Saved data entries
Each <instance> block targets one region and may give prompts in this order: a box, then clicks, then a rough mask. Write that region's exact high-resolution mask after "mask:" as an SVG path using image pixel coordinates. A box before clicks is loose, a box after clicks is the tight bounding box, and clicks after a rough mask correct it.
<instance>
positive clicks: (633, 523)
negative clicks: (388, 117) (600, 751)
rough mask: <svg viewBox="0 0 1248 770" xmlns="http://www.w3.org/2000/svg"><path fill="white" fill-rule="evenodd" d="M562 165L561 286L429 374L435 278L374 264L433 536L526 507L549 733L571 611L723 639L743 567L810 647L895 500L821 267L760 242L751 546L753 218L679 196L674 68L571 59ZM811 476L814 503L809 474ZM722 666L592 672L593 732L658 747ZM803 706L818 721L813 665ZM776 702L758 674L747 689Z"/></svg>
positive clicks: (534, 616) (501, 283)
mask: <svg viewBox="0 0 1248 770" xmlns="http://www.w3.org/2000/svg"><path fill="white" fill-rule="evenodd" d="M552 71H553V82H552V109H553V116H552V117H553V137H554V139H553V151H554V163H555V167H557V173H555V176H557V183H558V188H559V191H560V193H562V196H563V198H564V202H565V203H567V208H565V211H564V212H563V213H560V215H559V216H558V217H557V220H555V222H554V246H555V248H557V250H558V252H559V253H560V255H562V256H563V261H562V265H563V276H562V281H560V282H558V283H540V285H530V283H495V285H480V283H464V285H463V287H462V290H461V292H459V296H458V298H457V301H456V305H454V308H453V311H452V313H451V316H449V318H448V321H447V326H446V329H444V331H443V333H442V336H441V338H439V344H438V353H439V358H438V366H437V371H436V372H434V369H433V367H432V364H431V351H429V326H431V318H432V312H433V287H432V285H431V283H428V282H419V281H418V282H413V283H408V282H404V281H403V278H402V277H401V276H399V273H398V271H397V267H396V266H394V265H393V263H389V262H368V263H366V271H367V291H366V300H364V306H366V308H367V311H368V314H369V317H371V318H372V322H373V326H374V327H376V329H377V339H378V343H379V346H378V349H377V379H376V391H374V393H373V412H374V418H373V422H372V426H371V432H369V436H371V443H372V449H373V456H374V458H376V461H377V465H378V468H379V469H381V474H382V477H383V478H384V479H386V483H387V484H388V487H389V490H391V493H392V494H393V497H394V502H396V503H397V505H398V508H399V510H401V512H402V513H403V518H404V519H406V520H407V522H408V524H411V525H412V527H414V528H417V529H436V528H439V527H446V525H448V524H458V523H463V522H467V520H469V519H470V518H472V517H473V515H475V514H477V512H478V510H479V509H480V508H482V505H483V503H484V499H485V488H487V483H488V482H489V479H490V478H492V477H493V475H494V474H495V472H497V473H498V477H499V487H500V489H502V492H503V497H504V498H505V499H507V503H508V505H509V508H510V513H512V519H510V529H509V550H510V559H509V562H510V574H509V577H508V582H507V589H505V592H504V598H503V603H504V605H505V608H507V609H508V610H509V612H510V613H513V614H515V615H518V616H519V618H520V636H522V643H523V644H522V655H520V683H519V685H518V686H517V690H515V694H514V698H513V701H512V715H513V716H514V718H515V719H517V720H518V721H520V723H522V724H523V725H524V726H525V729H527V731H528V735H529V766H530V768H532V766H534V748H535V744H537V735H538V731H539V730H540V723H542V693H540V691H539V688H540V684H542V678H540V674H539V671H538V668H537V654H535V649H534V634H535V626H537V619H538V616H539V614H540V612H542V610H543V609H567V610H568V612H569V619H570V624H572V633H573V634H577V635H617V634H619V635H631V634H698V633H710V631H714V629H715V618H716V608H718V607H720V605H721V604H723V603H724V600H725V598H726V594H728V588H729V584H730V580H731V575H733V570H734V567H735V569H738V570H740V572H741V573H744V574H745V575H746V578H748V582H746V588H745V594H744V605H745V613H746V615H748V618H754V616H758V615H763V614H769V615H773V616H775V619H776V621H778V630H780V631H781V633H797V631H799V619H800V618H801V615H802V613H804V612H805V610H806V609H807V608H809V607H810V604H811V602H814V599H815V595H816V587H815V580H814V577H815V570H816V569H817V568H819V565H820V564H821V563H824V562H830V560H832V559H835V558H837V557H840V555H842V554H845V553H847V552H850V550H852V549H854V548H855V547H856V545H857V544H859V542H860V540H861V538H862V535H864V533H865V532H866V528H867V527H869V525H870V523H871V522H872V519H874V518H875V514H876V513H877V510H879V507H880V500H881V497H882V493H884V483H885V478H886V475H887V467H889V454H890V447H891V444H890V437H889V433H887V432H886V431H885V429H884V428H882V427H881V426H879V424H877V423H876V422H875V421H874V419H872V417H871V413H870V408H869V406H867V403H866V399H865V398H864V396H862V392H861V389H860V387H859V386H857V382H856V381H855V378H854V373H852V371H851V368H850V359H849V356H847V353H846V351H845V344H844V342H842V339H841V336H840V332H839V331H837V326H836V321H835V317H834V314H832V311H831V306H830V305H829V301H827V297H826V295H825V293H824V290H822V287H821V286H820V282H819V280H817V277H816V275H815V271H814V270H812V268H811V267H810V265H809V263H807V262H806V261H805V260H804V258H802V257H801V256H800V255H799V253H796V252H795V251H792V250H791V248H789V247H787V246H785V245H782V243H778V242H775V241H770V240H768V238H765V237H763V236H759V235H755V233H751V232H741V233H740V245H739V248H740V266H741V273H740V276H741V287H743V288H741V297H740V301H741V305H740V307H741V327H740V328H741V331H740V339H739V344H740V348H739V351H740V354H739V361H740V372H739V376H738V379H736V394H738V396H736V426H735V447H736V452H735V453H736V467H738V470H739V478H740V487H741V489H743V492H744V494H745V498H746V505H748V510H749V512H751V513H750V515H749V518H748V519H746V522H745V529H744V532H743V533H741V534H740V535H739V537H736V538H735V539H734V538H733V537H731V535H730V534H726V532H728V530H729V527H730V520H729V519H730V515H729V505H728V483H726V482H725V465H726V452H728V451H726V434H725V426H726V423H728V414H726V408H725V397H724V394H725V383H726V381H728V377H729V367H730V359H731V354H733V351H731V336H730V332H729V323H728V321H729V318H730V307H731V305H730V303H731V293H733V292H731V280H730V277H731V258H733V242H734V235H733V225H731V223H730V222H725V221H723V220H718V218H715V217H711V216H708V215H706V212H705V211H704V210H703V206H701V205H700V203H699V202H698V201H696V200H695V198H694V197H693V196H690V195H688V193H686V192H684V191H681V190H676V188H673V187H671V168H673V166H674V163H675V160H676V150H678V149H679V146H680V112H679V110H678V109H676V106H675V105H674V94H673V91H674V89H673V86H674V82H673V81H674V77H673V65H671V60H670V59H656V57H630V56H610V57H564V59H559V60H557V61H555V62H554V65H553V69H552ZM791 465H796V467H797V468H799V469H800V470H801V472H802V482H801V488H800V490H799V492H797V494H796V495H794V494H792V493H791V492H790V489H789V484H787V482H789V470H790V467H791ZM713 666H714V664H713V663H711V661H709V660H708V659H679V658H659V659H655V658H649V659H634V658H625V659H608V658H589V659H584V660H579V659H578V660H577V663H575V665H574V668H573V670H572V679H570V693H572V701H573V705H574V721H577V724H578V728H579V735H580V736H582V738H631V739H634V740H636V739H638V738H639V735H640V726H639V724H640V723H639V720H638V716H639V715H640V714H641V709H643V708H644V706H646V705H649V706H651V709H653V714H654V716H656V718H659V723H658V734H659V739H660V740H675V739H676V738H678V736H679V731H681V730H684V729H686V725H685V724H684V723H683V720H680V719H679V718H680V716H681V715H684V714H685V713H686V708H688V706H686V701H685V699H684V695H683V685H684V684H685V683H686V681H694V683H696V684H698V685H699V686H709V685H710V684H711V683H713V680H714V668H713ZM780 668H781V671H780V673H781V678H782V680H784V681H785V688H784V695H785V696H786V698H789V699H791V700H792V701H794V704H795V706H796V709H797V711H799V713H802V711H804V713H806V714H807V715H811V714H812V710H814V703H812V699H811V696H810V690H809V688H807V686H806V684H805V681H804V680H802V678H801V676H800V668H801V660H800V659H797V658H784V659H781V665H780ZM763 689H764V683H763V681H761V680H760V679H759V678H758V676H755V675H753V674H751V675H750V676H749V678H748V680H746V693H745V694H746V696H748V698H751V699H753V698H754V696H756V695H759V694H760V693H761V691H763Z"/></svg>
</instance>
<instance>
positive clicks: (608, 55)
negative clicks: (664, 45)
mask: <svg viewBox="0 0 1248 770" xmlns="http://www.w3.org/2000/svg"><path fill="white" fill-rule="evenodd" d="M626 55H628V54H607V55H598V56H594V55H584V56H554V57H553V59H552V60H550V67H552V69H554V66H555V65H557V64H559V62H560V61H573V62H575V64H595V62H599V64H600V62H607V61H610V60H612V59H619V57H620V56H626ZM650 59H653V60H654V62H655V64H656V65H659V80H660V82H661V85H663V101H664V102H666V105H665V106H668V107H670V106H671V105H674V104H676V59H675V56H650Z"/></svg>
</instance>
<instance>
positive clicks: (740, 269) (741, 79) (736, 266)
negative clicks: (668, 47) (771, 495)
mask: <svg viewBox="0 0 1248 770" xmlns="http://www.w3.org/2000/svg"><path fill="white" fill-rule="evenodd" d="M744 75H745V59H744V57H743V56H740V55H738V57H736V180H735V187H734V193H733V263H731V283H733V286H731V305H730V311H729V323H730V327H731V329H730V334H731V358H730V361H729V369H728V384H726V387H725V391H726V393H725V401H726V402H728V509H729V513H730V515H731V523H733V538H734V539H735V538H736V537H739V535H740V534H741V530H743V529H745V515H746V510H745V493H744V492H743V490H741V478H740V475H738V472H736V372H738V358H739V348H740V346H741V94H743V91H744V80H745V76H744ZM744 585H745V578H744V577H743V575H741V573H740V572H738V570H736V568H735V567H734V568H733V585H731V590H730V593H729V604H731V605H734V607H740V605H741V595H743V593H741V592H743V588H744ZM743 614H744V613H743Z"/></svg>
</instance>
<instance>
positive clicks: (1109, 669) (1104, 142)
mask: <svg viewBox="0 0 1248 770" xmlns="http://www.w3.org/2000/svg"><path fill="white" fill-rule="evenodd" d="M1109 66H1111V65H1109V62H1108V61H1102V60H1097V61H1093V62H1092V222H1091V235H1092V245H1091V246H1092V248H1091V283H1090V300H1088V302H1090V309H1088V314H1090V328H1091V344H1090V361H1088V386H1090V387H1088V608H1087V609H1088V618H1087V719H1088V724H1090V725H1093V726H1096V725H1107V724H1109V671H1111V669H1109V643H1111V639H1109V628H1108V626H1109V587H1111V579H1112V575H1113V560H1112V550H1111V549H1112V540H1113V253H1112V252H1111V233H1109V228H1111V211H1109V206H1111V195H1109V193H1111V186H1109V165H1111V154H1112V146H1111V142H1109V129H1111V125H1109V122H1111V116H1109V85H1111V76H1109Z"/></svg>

- YOUR ASSIGNMENT -
In the entries above, copy each line that contains the string "rough".

- RESPONSE -
Each <instance> block targets one region and may give prompts in this order: a box, then clicks, then a rough mask. Write that region's exact high-resolution mask after "mask:" as an SVG path using image pixel coordinates. A box before clicks is loose, a box after clicks is the tight bounding box, and clicks after a rough mask correct it.
rough mask: <svg viewBox="0 0 1248 770" xmlns="http://www.w3.org/2000/svg"><path fill="white" fill-rule="evenodd" d="M562 165L561 286L429 374L435 278L374 264L433 536L526 507L549 733L571 611L723 639L743 567L810 647L895 500L821 267L760 242L751 546L753 218L679 196L674 68L571 59ZM811 476L814 503L809 474ZM722 666L592 672L593 732L658 747ZM803 706L818 721L813 665ZM776 702L758 674L747 689Z"/></svg>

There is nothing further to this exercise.